Referring expression pointing data
[Start of Attachment]

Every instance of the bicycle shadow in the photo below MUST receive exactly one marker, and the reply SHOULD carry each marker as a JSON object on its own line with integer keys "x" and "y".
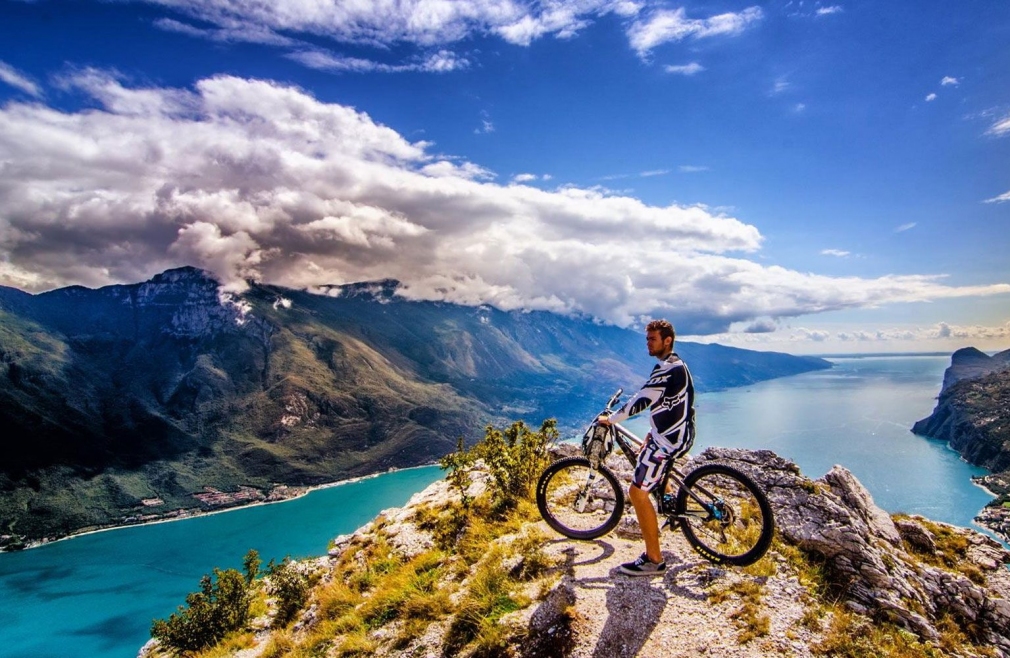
{"x": 634, "y": 605}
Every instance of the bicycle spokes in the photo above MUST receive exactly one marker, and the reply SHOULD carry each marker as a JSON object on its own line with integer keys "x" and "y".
{"x": 723, "y": 518}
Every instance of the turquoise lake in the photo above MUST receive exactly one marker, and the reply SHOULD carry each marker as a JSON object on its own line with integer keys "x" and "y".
{"x": 96, "y": 594}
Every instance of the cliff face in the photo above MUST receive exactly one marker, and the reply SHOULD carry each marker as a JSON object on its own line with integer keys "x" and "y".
{"x": 843, "y": 578}
{"x": 973, "y": 411}
{"x": 970, "y": 363}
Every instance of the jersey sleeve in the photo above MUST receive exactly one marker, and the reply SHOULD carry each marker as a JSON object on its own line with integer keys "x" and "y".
{"x": 642, "y": 400}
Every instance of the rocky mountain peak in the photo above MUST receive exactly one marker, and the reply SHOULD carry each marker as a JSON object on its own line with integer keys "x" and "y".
{"x": 843, "y": 578}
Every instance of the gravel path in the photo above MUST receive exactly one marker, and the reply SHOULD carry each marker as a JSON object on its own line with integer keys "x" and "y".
{"x": 618, "y": 616}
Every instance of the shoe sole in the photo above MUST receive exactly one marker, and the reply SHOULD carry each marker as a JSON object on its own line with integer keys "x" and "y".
{"x": 638, "y": 574}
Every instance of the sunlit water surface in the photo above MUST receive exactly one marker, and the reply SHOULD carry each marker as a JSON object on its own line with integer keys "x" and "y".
{"x": 95, "y": 595}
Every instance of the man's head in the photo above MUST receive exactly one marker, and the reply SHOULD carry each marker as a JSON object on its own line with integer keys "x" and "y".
{"x": 660, "y": 338}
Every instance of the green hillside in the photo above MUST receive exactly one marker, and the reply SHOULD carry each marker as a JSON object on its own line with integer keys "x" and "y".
{"x": 123, "y": 402}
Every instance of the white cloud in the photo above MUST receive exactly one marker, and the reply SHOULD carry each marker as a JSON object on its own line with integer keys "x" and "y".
{"x": 1001, "y": 127}
{"x": 939, "y": 337}
{"x": 440, "y": 62}
{"x": 420, "y": 22}
{"x": 254, "y": 179}
{"x": 230, "y": 32}
{"x": 685, "y": 69}
{"x": 11, "y": 76}
{"x": 666, "y": 25}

[End of Attachment]

• **Problem**: Return every entry above exactly as written, minus the pictures.

• **Output of the exercise**:
Every instance of the bicycle shadow in the photo below MUST receive exactly one marker, and the reply SHOULD carry each marker as a JSON object on its own line with integer keys "x" and "y".
{"x": 634, "y": 605}
Every instance of the bicycle spokes in the photo above MUST receive exactly one marker, and the reply SHOULD carry each marker as a JSON object on its own line with integer keys "x" and "y".
{"x": 723, "y": 518}
Every instance of the turquoise lake in the photo above MUST receive exactly one marker, and the reply SHOULD carry each marker as a JSON object on its own line with integer keys "x" and "y".
{"x": 96, "y": 594}
Every instance of the cliff face in the photo above MUST receive exactly one marker, and the reply SHOULD carry each marker as a JSON object on its own line with integer keys "x" and "y".
{"x": 843, "y": 578}
{"x": 973, "y": 411}
{"x": 970, "y": 363}
Every instance of the jersey sleeve in the photo above MUST receive exactly one marker, and the reply SHOULD carry each marker as a JSON object on its own line with integer keys "x" and "y".
{"x": 642, "y": 400}
Every instance of the rocky mountain peak in the photo above MUST receive exactly one marker, and the reply SHOULD carry each marker as a JSON object on its own line with integer keys "x" and "y".
{"x": 843, "y": 578}
Every instance of the gravel path in the photo above MUST receive exactly one marker, and the reply SHOULD carry each marker as a JSON object on its own line with integer keys "x" and "y".
{"x": 618, "y": 616}
Every instance of the shoe sole in the photo above MUST receive exactly one marker, and the reply SHOULD carry each marker as a JSON object on its own line with integer keys "x" and "y".
{"x": 638, "y": 574}
Every instance of the sunlit water surface in the photo above MUST receive exactly one marker, and the reply SHOULD carry each marker as a JSON object on its own line with integer keys "x" and "y".
{"x": 95, "y": 595}
Every instance of the man's head in the photo above MUST receive exactly one marker, and the reply SHOULD carry each marker as a JSON object on its own line with integer keys "x" and "y".
{"x": 660, "y": 338}
Every instance of the green hillside in the photo above MUST receive exactly one marker, and the reply SHOULD carry each marker as a JSON object on its own line with integer keys "x" and "y".
{"x": 123, "y": 402}
Every instance of the white cloud in the photo above MUST receive exactly one marker, and the reply SHOULD carry each marker as a JSON object on its own line with integer keys "x" and "y".
{"x": 1001, "y": 127}
{"x": 939, "y": 337}
{"x": 440, "y": 62}
{"x": 420, "y": 22}
{"x": 254, "y": 179}
{"x": 230, "y": 32}
{"x": 685, "y": 69}
{"x": 11, "y": 76}
{"x": 666, "y": 25}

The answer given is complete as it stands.